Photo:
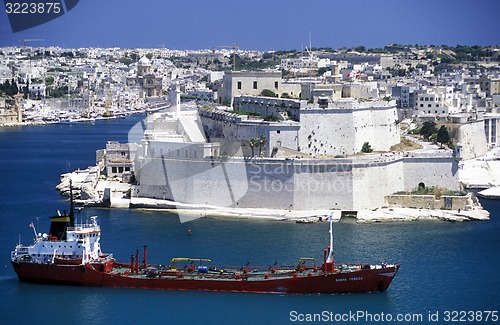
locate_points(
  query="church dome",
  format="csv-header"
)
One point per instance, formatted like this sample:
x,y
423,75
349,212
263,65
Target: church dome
x,y
144,61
◆ ◆ ◆ ◆ ◆ ◆ ◆
● **ASSIGNED TASK**
Everything from the line containing "One point per" through the final line of the listing, inclusive, must be reproduced exactly; leave out the rest.

● **TASK SOLUTION**
One point per instance, formatted like this sample:
x,y
423,75
349,212
263,65
Target: church dome
x,y
144,61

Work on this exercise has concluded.